All of the entries below should be copied exactly as they appear.

(Data records)
►
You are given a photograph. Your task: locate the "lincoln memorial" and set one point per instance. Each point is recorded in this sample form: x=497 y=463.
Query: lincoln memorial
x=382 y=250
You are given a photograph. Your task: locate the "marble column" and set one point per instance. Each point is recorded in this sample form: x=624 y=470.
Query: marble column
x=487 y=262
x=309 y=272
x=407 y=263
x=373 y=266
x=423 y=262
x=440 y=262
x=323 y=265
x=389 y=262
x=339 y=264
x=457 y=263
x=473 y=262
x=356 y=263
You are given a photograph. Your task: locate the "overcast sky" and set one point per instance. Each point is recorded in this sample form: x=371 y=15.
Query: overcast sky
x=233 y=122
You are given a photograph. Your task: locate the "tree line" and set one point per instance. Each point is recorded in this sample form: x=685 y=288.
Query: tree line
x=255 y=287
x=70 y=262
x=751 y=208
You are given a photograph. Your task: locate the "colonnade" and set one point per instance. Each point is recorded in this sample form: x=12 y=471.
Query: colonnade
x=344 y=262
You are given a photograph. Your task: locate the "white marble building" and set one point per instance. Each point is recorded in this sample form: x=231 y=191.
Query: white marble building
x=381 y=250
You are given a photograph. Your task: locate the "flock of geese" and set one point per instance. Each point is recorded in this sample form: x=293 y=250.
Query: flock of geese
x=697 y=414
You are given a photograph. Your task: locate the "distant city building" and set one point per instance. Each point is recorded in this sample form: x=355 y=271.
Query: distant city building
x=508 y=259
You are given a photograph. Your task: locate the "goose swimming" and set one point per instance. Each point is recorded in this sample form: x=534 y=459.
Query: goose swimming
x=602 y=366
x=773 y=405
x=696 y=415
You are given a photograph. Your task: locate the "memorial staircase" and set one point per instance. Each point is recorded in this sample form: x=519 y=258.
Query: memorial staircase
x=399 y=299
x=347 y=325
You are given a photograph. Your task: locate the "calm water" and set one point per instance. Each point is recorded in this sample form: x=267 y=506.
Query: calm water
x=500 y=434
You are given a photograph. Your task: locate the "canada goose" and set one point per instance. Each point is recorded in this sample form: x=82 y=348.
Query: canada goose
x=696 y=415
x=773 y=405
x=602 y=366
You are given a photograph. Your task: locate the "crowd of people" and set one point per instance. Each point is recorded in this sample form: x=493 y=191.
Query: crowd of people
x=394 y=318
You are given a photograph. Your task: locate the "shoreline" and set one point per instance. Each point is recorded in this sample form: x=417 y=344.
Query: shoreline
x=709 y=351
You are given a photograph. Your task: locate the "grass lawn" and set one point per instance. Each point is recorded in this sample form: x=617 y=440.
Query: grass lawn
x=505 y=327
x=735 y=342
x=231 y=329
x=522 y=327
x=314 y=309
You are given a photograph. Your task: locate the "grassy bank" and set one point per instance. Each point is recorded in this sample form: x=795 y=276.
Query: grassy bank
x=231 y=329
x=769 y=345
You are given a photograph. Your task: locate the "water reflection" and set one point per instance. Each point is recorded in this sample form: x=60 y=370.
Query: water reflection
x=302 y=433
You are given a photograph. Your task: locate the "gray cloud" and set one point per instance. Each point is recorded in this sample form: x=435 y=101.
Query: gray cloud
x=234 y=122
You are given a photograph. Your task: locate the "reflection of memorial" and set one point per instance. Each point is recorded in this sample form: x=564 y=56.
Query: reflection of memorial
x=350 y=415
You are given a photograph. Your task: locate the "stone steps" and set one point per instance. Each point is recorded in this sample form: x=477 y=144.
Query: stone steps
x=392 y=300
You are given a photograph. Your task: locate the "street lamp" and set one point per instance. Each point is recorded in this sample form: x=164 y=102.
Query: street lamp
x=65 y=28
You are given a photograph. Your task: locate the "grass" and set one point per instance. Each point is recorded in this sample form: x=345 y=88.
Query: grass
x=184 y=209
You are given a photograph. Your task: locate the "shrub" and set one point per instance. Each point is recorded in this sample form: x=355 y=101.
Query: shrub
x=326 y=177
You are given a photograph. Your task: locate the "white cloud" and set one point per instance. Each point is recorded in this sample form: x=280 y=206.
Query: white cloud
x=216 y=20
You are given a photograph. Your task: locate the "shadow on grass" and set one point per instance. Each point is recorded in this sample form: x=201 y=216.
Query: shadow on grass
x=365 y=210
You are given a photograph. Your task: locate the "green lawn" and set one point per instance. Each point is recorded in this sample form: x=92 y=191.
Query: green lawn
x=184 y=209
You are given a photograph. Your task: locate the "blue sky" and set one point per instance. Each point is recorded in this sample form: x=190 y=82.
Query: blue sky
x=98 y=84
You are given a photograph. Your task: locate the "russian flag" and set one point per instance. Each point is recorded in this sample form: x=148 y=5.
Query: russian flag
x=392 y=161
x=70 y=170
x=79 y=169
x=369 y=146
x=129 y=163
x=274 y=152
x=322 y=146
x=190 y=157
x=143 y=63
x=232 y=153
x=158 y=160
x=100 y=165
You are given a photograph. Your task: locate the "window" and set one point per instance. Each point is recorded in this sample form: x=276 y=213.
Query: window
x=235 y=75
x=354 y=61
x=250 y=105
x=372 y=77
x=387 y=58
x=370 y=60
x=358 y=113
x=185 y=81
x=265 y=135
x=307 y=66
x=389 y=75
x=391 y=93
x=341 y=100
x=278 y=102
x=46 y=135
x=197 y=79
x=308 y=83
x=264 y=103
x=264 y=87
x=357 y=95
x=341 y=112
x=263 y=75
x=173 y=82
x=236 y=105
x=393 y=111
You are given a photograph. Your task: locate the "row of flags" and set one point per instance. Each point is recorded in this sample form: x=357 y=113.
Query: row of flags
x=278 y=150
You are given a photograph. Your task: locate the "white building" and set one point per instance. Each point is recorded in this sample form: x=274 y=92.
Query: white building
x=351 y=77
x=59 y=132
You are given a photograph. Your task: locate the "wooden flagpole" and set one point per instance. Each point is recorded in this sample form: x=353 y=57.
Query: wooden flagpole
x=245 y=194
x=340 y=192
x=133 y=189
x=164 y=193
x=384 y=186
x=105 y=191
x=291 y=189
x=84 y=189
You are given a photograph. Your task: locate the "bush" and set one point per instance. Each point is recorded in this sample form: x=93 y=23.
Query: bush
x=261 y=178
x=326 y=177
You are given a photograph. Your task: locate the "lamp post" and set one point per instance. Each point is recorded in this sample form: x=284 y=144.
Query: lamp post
◄
- [ANSWER BOX]
You are given a photograph. Your task: locate the "lincoln memorial" and set one point per instance. Each point is recorded in this sample form: x=497 y=463.
Query: lincoln memorial
x=382 y=250
You are given a photograph. Your task: locate the "marble column" and set one point per instance. Each point is recorded in this sample form: x=624 y=470.
Query: marble column
x=487 y=262
x=309 y=272
x=407 y=263
x=373 y=266
x=423 y=262
x=440 y=262
x=323 y=265
x=389 y=262
x=339 y=264
x=457 y=263
x=473 y=262
x=356 y=263
You are given a photograph. Your task: locate the "overcast sky" and set one point per instance. Each point is recorded in this sample form: x=371 y=15.
Query: overcast sky
x=233 y=122
You are given a photograph. Your task: locate the "tree line" and set one point per instance. Each point is recorded in this sample form: x=685 y=288.
Query: tree line
x=255 y=287
x=70 y=262
x=751 y=208
You are given a photograph. Your task: locate the "colonnade" and set one point per instance. Each point is recorded in this sample form: x=12 y=471.
Query: colonnade
x=344 y=262
You are given a photograph. Your task: locate the "white marble building" and set one point per instance. Each point is recorded in this sample form: x=231 y=191.
Query: white marble building
x=381 y=250
You are given a photograph. Your task: locate the "flock of geese" and set one point per instance. Each point is recorded in this sample form: x=293 y=250.
Query: flock of geese
x=697 y=414
You are given a photograph. Your task: locate the "distant city building" and set one point per instance. Each point is recorded in this sample form: x=355 y=271.
Query: distant city building
x=508 y=259
You are given a photograph. Your task: locate the "goose swimming" and set one point per instance. Each point is recorded in this sample form: x=534 y=459.
Query: goose swimming
x=602 y=366
x=773 y=405
x=696 y=415
You are given a photograph. Your task: locate the "memorial staircase" and set one point per instance. Each point is recorded in this sample form: x=519 y=258.
Query: memorial staircase
x=399 y=299
x=347 y=325
You are given a photograph. Your task: locate the "calm water" and set one point per instance. Each point is recorded in this sample form: x=267 y=506.
Query: calm water
x=500 y=434
You are given a photograph. Your task: locate the "canada goose" and set one point per instance. Each point is recorded in this sample form: x=82 y=348.
Query: canada goose
x=696 y=415
x=773 y=405
x=602 y=366
You are given a photograph. Your task: locate the "crowd of people" and set one point per instance. Each point is recorded in this sample form: x=493 y=191.
Query: crowd of people
x=394 y=318
You are given a photograph. Your task: locate the "shoreline" and set one point per instance. Each point is recorded in this sample form: x=417 y=344.
Query: shoreline
x=709 y=351
You are given a photograph. Your task: locate the "grass lawn" and set one point per instance. Each point is recorded in this sample form: x=617 y=440.
Query: grass lawn
x=505 y=327
x=735 y=342
x=231 y=329
x=522 y=327
x=314 y=309
You are given a photograph. Your task: locate the "grassy bank" and set one point per instance. Each point is recorded in this sample form: x=795 y=276.
Query: grassy bank
x=231 y=329
x=769 y=345
You are given a photograph. Your task: locate the "water reflection" and set one point per instance. Each point is recorded in this sample form: x=60 y=370.
Query: water reflection
x=302 y=433
You are given a photograph. Your task: locate the "gray cloud" and set one point per instance. Each point is recorded in this sample form: x=435 y=101.
Query: gray cloud
x=234 y=122
You are given a photograph. Your task: locate the "reflection of memorial" and set one point per instance. Each point is recorded in this sample form: x=564 y=56.
Query: reflection of memorial
x=350 y=415
You are given a photograph. Your task: locate the "stone steps" and set one point per instance. Each point is recorded in this sample form: x=477 y=144.
Query: stone steps
x=392 y=300
You are given a photograph. Your task: locate the "street lamp" and set one point per instance. Each point is recorded in this sample form: x=164 y=102.
Query: street lamp
x=65 y=28
You are given a photograph. Your task: locate the "grass" and set one point per instance. Each point is recorded in this sample form: x=345 y=88.
Query: grass
x=184 y=209
You are given a photograph. Your task: locate the "shrub" and set one point per instance. Each point is recorded in this sample form: x=355 y=101.
Query: shrub
x=326 y=177
You are given a photograph. Your task: locate the "white cloud" and set one point per instance. Each point is recorded in this sample form: x=280 y=206.
Query: white cloud
x=216 y=20
You are given a photograph. Your task: locate the "shadow on grass" and set one point per instance. Each point is recorded in this sample form: x=201 y=216.
Query: shadow on grass
x=365 y=210
You are given a photograph. Your task: locate the "green lawn" and set one point per instance. Each point is recorded in this sample form: x=92 y=191.
Query: green lawn
x=184 y=209
You are given a photograph. Your task: locate the "blue sky" and set one point per instance. Each point is recorded in this sample form: x=190 y=82.
Query: blue sky
x=98 y=84
You are given a photograph. Your task: locate the "russian flag" and set one point per instance. Each point is recorded in this sample form: x=148 y=5.
Query: russian flag
x=392 y=161
x=70 y=170
x=79 y=169
x=369 y=146
x=129 y=163
x=274 y=152
x=322 y=146
x=190 y=157
x=143 y=63
x=232 y=153
x=158 y=160
x=100 y=165
You are given a photograph. Your task: locate the "window" and set one point per instance. Each point is recorded in this sample form: x=276 y=213.
Query: window
x=235 y=75
x=354 y=61
x=250 y=105
x=372 y=77
x=387 y=58
x=370 y=60
x=358 y=113
x=185 y=81
x=265 y=135
x=307 y=66
x=389 y=75
x=391 y=93
x=341 y=100
x=278 y=102
x=46 y=135
x=197 y=79
x=308 y=83
x=264 y=103
x=264 y=87
x=357 y=95
x=341 y=112
x=263 y=75
x=173 y=82
x=236 y=105
x=393 y=111
You are given a photograph. Your task: locate the "row of flags" and set one point per instance. Each point is recorded in this sample form: x=357 y=113.
Query: row of flags
x=278 y=150
You are given a photograph. Your task: locate the "white building" and set one point per instance. Each point is recorded in this sample form: x=274 y=92.
Query: white building
x=351 y=77
x=59 y=132
You are given a photograph. Your task: locate the "wooden flagpole" and set one point per instance. Each point is recorded in this sample form: x=353 y=57.
Query: wooden flagpole
x=245 y=194
x=340 y=192
x=133 y=189
x=164 y=193
x=384 y=186
x=105 y=191
x=291 y=189
x=84 y=189
You are given a photograph. Your task: locate the "bush" and set one point per instance. Each point is recorded in this sample form: x=93 y=23.
Query: bush
x=261 y=178
x=326 y=177
You are given a photograph. Your task: locate the "lamp post" and set one point per instance. Each point is recorded in this sample form: x=284 y=144.
Query: lamp post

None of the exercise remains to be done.